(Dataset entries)
● ● ● ● ● ● ●
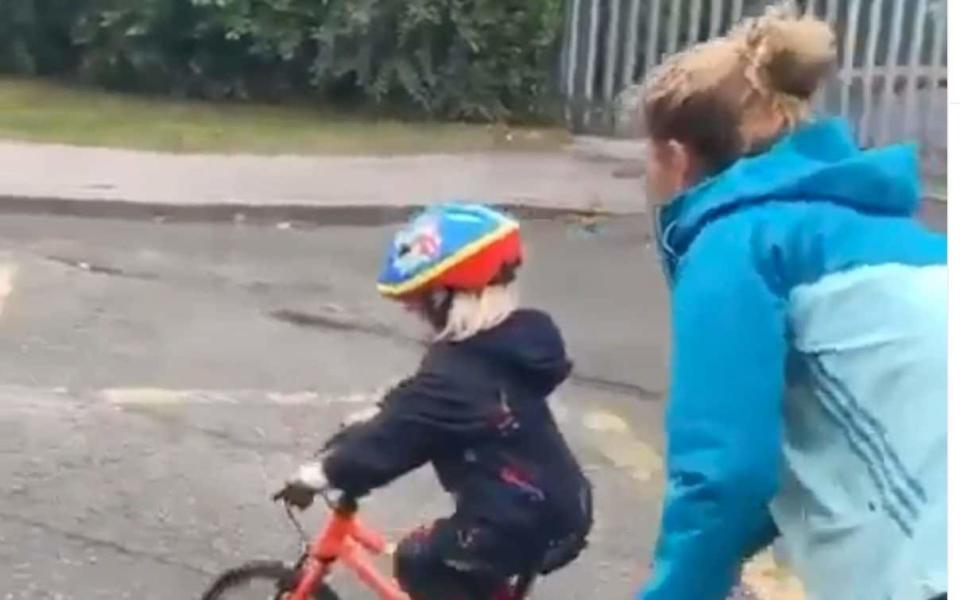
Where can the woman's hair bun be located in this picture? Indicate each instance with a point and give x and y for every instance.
(795, 54)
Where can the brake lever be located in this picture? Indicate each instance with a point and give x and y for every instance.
(304, 539)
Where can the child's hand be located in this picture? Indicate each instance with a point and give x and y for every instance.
(361, 416)
(302, 486)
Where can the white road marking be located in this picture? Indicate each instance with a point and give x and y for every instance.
(8, 272)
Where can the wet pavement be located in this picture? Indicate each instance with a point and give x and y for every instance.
(159, 380)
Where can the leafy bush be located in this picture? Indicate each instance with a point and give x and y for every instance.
(474, 59)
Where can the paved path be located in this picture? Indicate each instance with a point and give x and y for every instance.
(561, 180)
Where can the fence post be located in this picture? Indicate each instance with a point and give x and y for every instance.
(613, 39)
(938, 59)
(849, 50)
(892, 71)
(673, 34)
(693, 27)
(653, 37)
(592, 43)
(630, 60)
(573, 52)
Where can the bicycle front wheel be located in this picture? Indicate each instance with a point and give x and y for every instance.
(259, 580)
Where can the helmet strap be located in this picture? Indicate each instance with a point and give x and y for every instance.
(436, 307)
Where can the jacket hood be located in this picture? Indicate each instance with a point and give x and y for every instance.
(529, 343)
(817, 162)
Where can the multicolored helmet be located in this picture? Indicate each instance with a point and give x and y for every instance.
(459, 246)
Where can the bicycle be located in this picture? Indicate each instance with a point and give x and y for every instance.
(343, 539)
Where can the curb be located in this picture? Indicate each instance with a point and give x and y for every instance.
(310, 215)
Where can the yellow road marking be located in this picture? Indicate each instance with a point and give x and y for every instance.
(619, 444)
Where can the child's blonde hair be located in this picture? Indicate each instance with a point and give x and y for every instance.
(730, 96)
(473, 312)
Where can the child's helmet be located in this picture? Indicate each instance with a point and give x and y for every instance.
(458, 246)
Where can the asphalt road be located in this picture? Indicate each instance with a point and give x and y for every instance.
(158, 380)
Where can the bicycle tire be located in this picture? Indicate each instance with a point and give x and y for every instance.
(278, 572)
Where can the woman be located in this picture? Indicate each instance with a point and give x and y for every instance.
(475, 409)
(808, 383)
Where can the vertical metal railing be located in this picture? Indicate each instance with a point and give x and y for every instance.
(892, 57)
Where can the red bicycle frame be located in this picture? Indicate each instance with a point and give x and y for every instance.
(346, 540)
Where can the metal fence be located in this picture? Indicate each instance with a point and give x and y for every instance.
(891, 81)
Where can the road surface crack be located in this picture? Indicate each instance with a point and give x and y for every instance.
(93, 541)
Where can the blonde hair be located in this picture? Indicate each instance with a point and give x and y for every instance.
● ● ● ● ● ● ●
## Prompt
When you copy the data, keep every line exact and drop the pictures.

## Response area
Where can the woman's hair bun be located in this picture? Indicate each instance with a point and give x and y for every instance.
(795, 54)
Where can the brake lever be located in this picture? Indicate each instance with a point and give x and y for every instance.
(304, 539)
Where can the child's hand be located in this picture? Indicate each instance with a point and give x and y for every instance.
(361, 416)
(302, 486)
Where can the white road marking be located in this picture? Indicate each instance with a point and give x and y for every instance.
(8, 272)
Where can the wet pavement be located in this picture? Indicate each instance with a point and give x and y for every instance.
(159, 380)
Where can the leafy bush be located in this picture? Indicate each instance with a point and give x and y for every instance.
(474, 59)
Where can the paved path be located in this picture? Indicate each instance with a point and give x and y for every instance.
(561, 180)
Where can the fence post be located in this picture? Indicate each instance with a point and give x and y for every instance.
(613, 39)
(938, 59)
(849, 50)
(892, 71)
(673, 34)
(693, 27)
(653, 37)
(592, 43)
(630, 60)
(573, 52)
Where can the bicycle front wheel be located in this picture? Indicate each instance with a point and give x and y for every instance.
(259, 580)
Where can the helmet strap be located in this picture? Indicate each instance with a point and give x and y for every instance.
(436, 307)
Where can the jacket hood be located in this picture? Indicate each instance with a point and give x and y for every instance.
(529, 343)
(817, 162)
Where can the multicolored helmet be located in this picture? Indicate each instance with a point and give x and y for every instance.
(459, 246)
Where can the bicycle be located in this picture? Indicate each instance with a point and give x and y for every instance.
(343, 539)
Where can the curb be located in this picture? Indicate each instance with a point and give x and y for every instance.
(310, 215)
Where can the yellow road marking be located in this picture? Indicate each instance with a point and give x and y for every instance.
(619, 444)
Where can the child's blonde hair be located in this picture? Indicate each instance with a point and give x and y for every instance.
(730, 96)
(473, 312)
Where can the child's helmet be located in this picture? Indicate each instance with a point and give x and y for every instance.
(458, 246)
Where can the asphalt road be located in this picture? Indicate each instance with a point and give x and y for every instance.
(158, 380)
Where can the bicycle tire be located in this picture? Indicate each instance with a point and give x and y for every instance.
(278, 572)
Where can the woman be located in this picture? Indicate each instance with a point and give x and y for every instance.
(475, 409)
(808, 383)
Where can the vertical metal railing be located in this picture? Indicate each instance with a point and give x and y for every instance.
(892, 57)
Where can the red bicycle frame be located in this picture? Indicate each instance with a point and give x and y for every instance.
(346, 540)
Where can the metal fence be located in this picture? Indicate each instance with a point and give x and y for every instance.
(891, 81)
Where can the road surface crack be located in this picture? Indicate each instance with a point and give x and y for every instance.
(93, 541)
Where can the blonde hair be located in this picture? Indicate each instance with a point and give x and y for every instance.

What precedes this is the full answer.